"""

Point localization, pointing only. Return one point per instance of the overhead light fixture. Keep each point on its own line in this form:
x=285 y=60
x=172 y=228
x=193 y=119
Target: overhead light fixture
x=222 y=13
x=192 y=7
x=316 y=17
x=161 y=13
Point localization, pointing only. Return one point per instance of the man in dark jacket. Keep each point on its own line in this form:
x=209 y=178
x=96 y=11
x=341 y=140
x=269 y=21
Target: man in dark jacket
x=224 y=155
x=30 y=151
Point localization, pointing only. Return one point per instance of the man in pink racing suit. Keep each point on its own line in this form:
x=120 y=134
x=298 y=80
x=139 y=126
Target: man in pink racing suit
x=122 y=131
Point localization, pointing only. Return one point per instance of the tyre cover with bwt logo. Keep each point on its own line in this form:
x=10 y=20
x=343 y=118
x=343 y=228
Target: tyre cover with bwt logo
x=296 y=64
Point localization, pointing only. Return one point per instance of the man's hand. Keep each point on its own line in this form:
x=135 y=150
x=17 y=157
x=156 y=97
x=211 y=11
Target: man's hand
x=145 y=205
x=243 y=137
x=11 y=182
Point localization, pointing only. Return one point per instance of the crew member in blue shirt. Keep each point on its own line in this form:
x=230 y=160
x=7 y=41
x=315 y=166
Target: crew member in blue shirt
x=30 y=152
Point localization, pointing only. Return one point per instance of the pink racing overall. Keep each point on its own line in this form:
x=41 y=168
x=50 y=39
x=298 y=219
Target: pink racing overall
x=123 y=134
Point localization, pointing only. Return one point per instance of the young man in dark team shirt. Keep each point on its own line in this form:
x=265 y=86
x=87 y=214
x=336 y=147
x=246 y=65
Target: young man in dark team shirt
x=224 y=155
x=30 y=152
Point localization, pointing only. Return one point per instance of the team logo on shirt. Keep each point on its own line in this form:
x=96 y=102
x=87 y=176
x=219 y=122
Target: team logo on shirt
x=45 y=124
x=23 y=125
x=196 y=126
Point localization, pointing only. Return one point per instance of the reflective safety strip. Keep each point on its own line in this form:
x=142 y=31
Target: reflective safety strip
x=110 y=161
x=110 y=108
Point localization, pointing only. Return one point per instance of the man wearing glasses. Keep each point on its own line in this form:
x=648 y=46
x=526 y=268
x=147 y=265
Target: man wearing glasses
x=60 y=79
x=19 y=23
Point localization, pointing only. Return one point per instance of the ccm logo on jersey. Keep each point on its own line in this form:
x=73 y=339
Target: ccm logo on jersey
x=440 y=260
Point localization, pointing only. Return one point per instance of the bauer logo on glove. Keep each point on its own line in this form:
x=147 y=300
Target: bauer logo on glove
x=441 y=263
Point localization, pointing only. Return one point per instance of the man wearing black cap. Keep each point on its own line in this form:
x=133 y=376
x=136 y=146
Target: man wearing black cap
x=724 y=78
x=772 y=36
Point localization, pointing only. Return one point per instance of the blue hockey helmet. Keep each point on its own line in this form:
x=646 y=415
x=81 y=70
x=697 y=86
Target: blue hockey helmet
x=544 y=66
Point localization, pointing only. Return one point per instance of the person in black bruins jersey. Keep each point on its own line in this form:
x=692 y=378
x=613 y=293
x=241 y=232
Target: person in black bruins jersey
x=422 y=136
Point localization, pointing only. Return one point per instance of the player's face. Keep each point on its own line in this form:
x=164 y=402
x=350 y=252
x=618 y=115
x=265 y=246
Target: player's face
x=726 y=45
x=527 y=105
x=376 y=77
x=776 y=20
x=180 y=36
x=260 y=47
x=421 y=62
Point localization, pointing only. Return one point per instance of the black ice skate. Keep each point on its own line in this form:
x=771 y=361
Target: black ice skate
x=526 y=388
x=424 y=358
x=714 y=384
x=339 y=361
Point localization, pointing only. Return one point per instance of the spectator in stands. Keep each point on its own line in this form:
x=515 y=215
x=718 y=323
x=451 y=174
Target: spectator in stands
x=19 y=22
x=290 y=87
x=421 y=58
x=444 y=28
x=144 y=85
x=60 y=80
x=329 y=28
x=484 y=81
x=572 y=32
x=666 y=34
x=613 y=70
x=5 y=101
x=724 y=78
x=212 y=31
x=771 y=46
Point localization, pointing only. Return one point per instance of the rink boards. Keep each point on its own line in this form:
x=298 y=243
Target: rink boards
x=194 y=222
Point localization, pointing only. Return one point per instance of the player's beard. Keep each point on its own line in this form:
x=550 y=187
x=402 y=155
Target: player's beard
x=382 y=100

"""

## Work to complete
Please arrange all the rows above as a numbered list, one line per number, with blank lines left out.

## Full output
1. Point localization, pointing only. Return one point per instance of the overhead light fixture. Keep each point on its own line in this form:
2. x=285 y=60
3. x=172 y=228
4. x=193 y=119
5. Target: overhead light fixture
6. x=222 y=13
7. x=192 y=7
8. x=316 y=17
9. x=161 y=13
10. Point localization, pointing only. Return one point per instance of the man in dark jacket. Keep each point on its own line in this form:
11. x=209 y=178
12. x=96 y=11
13. x=341 y=140
14. x=269 y=21
15. Target: man in dark jacket
16. x=224 y=155
17. x=30 y=151
18. Point localization, pointing only. Return one point per instance of the man in pink racing suit. Keep each point on its own line in this form:
19. x=120 y=134
20. x=298 y=80
21. x=139 y=126
22. Target: man in pink racing suit
23. x=122 y=131
24. Point localization, pointing only. Return one point per instance of the tyre cover with bwt logo. Keep each point on its own line in this form:
25. x=10 y=20
26. x=343 y=118
27. x=343 y=228
28. Target: tyre cover with bwt logo
29. x=296 y=64
30. Point localization, pointing only. Return one point per instance of the man's hand. Keep each point on its own line in this form:
31. x=135 y=150
32. x=17 y=157
33. x=156 y=97
34. x=211 y=11
35. Target: man's hand
36. x=145 y=205
37. x=243 y=137
38. x=11 y=182
39. Point localization, pointing only. Return one point per instance of the crew member in blue shirt. Keep each point on its own line in this form:
40. x=230 y=160
41. x=7 y=41
42. x=315 y=166
43. Target: crew member in blue shirt
44. x=30 y=152
45. Point localization, pointing only. Return one point per instance of the pink racing overall. Keep each point on its own line in this form:
46. x=41 y=168
47. x=50 y=39
48. x=298 y=219
49. Target: pink racing overall
50. x=123 y=134
51. Point localization, pointing only. Return one point per instance of the young man in dark team shirt. Keep each point on its own line in this form:
52. x=265 y=86
53. x=87 y=214
54. x=336 y=147
55. x=246 y=65
56. Target: young man in dark team shirt
57. x=224 y=155
58. x=30 y=152
59. Point localization, pointing only. Return one point per instance of the team logo on shirt. Keep each point on its own line in this form:
60. x=96 y=102
61. x=87 y=176
62. x=219 y=122
63. Target: team logo on shirt
64. x=45 y=124
65. x=23 y=125
66. x=196 y=126
67. Point localization, pointing only. Return one point per instance of the reflective safety strip. Keep each point on its own line in this form:
68. x=142 y=31
69. Target: reflective safety strip
70. x=110 y=161
71. x=110 y=108
72. Point localization, pointing only. Return one point per instance of the man wearing glasses. Keep each point on its own line in this form:
73. x=648 y=46
74. x=526 y=268
75. x=147 y=265
76. Target: man wearing glasses
77. x=60 y=79
78. x=19 y=23
79. Point localization, pointing only. Return one point per instance of the ccm logo on jersey. Keep each point on its own line in this form:
80. x=73 y=339
81. Target: ccm logo on jersey
82. x=440 y=260
83. Point localization, pointing only. Return one point per instance of the bauer logo on glove. Keep each point on its own line in this form:
84. x=147 y=300
85. Target: bauer logo on glove
86. x=441 y=263
87. Point localization, pointing only. Return one point per instance of the man wearing black cap. Keep each point on its own line in this form:
88. x=133 y=376
89. x=136 y=146
90. Target: man wearing black cap
91. x=724 y=78
92. x=772 y=36
93. Point localization, pointing only. Return one point per instance of the blue hockey helmet. Keep each point on its own line in this form:
94. x=646 y=415
95. x=81 y=70
96. x=697 y=86
97. Target: blue hockey helmet
98. x=544 y=66
99. Point localization, pointing only. Return one point per instance of the person in black bruins jersey. Keep each point on its own line in this form:
100. x=692 y=378
101. x=613 y=293
102. x=241 y=232
103. Target: person in black bruins jersey
104. x=422 y=136
105. Point localization, pointing only. Return one point per instance of the player's face. Keep each point on its own line in this form:
106. x=164 y=402
107. x=350 y=252
108. x=618 y=115
109. x=265 y=246
110. Target: player's face
111. x=726 y=45
112. x=527 y=105
113. x=376 y=77
114. x=776 y=20
115. x=180 y=36
116. x=260 y=47
117. x=421 y=62
118. Point localization, pointing only. Return one point per instance of the black ice skate. Keep each point on its own line in this form:
119. x=771 y=361
120. Target: black ice skate
121. x=526 y=388
122. x=424 y=358
123. x=714 y=384
124. x=339 y=361
125. Point localization, pointing only. Return one point per instance of the spectator in stands. Keep each point on its own line in this form:
126. x=515 y=215
127. x=718 y=323
128. x=451 y=174
129. Target: spectator in stands
130. x=19 y=22
131. x=290 y=87
132. x=421 y=58
133. x=444 y=28
134. x=144 y=85
135. x=60 y=80
136. x=329 y=28
137. x=484 y=81
138. x=572 y=32
139. x=666 y=34
140. x=613 y=70
141. x=5 y=101
142. x=724 y=78
143. x=212 y=31
144. x=771 y=46
145. Point localization, pointing only. Return one point per instance of the rink boards. Keep each point on its own line in this form:
146. x=298 y=243
147. Target: rink boards
148. x=194 y=222
149. Point localization, pointing only. Return one point per instance of the player's beard. Keep each point on its own line in this form:
150. x=550 y=187
151. x=402 y=155
152. Target: player's beard
153. x=382 y=100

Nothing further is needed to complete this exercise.